▶ ASSIGNMENT: Restate, word for word, the run of lines that starts at the line containing "Target: red bucket" and ends with the final line of the listing. Leave pictures out.

━━━━━━

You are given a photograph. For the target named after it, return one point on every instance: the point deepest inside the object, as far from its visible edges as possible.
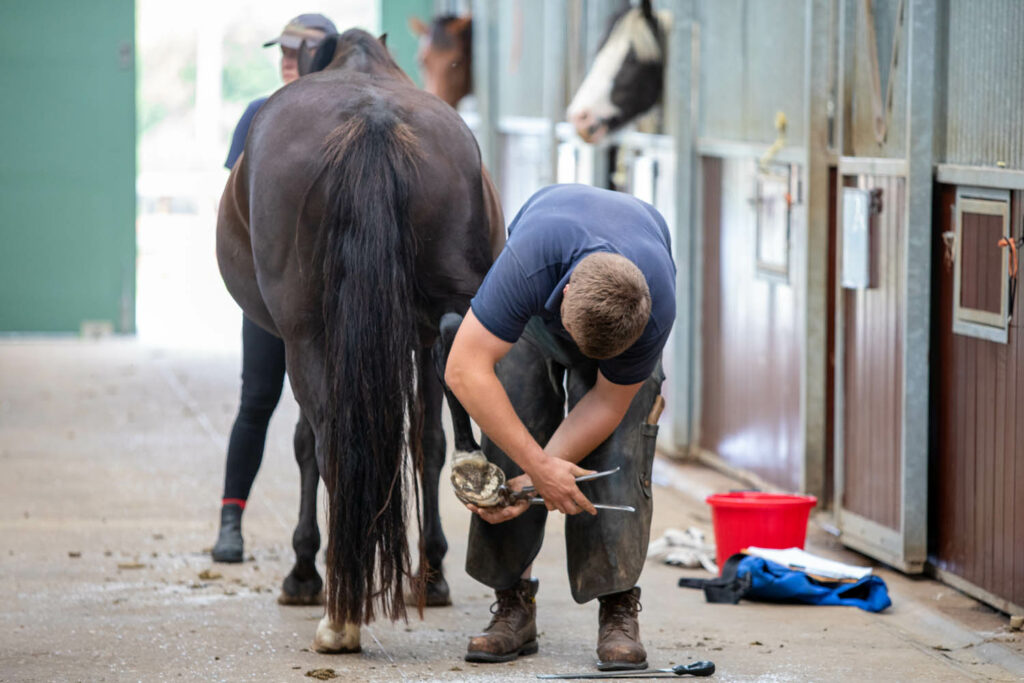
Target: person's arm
(592, 420)
(470, 375)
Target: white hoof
(333, 638)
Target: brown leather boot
(619, 646)
(512, 630)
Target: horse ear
(305, 58)
(457, 26)
(418, 28)
(312, 60)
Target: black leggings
(262, 379)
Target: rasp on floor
(691, 669)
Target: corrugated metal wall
(871, 367)
(750, 404)
(868, 98)
(752, 66)
(977, 516)
(985, 86)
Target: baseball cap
(310, 28)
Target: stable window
(981, 273)
(773, 201)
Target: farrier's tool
(701, 668)
(509, 497)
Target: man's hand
(555, 482)
(497, 515)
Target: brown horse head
(445, 55)
(626, 79)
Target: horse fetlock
(334, 638)
(302, 586)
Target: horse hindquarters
(235, 252)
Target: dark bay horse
(356, 218)
(627, 76)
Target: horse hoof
(335, 638)
(295, 591)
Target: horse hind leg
(437, 593)
(303, 585)
(465, 442)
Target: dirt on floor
(112, 457)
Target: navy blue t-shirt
(557, 227)
(242, 131)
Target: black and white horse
(627, 77)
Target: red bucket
(752, 518)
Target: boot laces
(505, 607)
(621, 610)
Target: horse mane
(644, 34)
(357, 50)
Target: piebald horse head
(626, 78)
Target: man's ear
(418, 28)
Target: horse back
(452, 205)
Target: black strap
(728, 588)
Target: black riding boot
(228, 547)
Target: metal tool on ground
(701, 668)
(509, 497)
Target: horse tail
(371, 351)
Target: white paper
(795, 558)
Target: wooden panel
(872, 368)
(982, 267)
(977, 487)
(750, 393)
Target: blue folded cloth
(758, 579)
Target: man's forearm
(590, 422)
(481, 394)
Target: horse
(356, 226)
(627, 76)
(445, 55)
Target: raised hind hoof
(296, 591)
(335, 638)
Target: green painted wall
(68, 165)
(394, 22)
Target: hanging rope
(1005, 243)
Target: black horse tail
(371, 350)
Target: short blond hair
(606, 306)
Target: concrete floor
(111, 465)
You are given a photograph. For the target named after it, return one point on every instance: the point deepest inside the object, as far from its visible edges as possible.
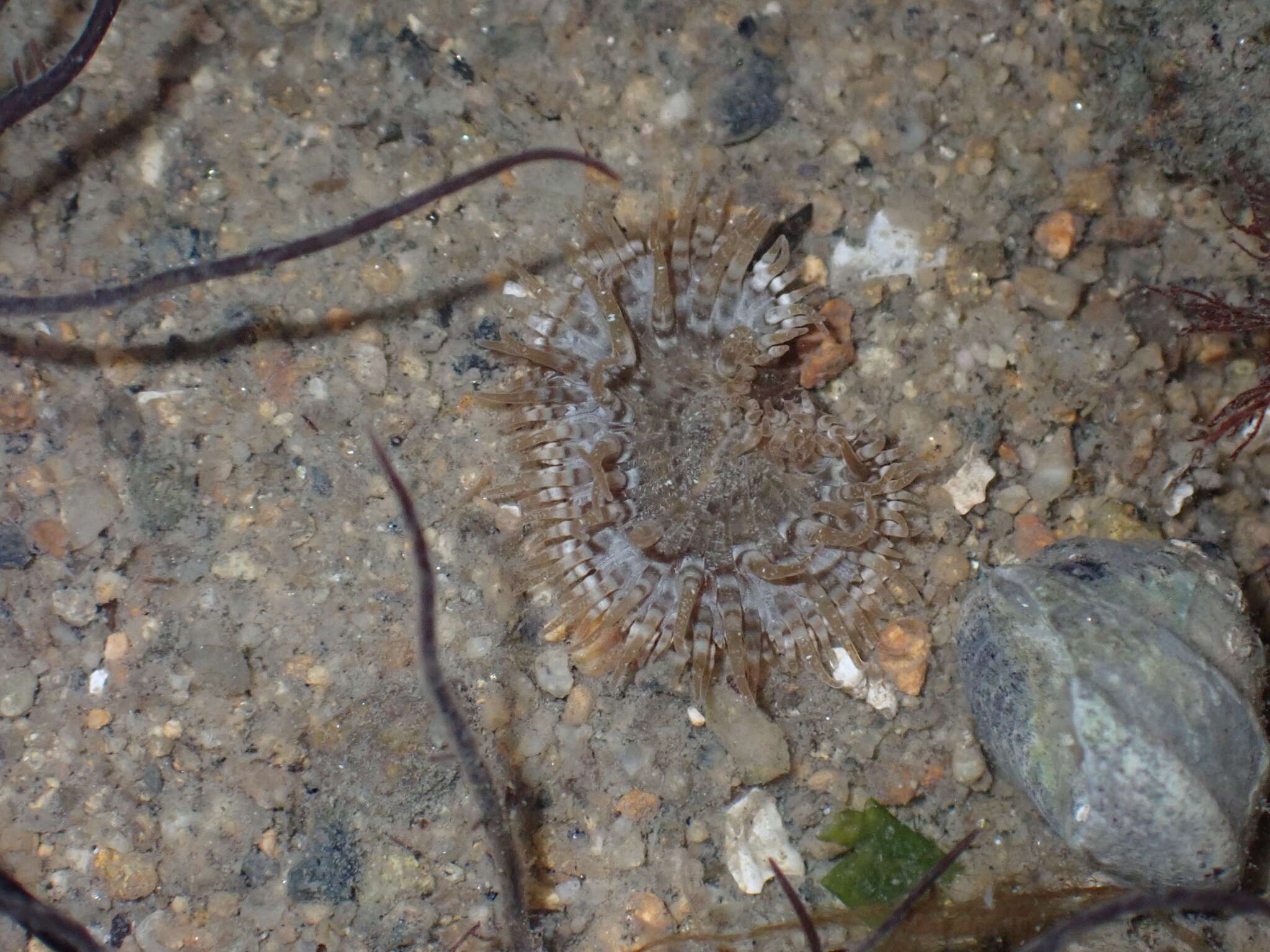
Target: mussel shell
(1119, 685)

━━━━━━

▶ EXERCISE OUTPUT:
Target: red bucket
(752, 518)
Target: boot laces
(505, 607)
(621, 610)
Target: horse mane
(644, 34)
(357, 50)
Target: piebald horse head
(626, 78)
Target: man's ear
(418, 28)
Target: horse back
(452, 205)
Target: black strap
(728, 588)
Target: black riding boot
(228, 547)
Target: metal tool on ground
(701, 668)
(509, 497)
Target: horse tail
(371, 351)
Target: white paper
(795, 558)
Target: wooden panel
(872, 368)
(982, 267)
(977, 487)
(750, 393)
Target: blue folded cloth
(758, 579)
Target: man's forearm
(590, 422)
(481, 394)
Target: horse
(356, 226)
(627, 76)
(445, 55)
Target: raised hind hoof
(296, 591)
(335, 638)
Target: green painted wall
(68, 165)
(394, 22)
Target: hanging rope
(1005, 243)
Target: black horse tail
(371, 350)
Target: short blond hair
(606, 306)
Target: concrete floor
(111, 465)
You are given a photograph. For the target named after it, return one point on every instance: the point deepest inside the object, as far from its visible edges as possible.
Target: mussel shell
(1119, 685)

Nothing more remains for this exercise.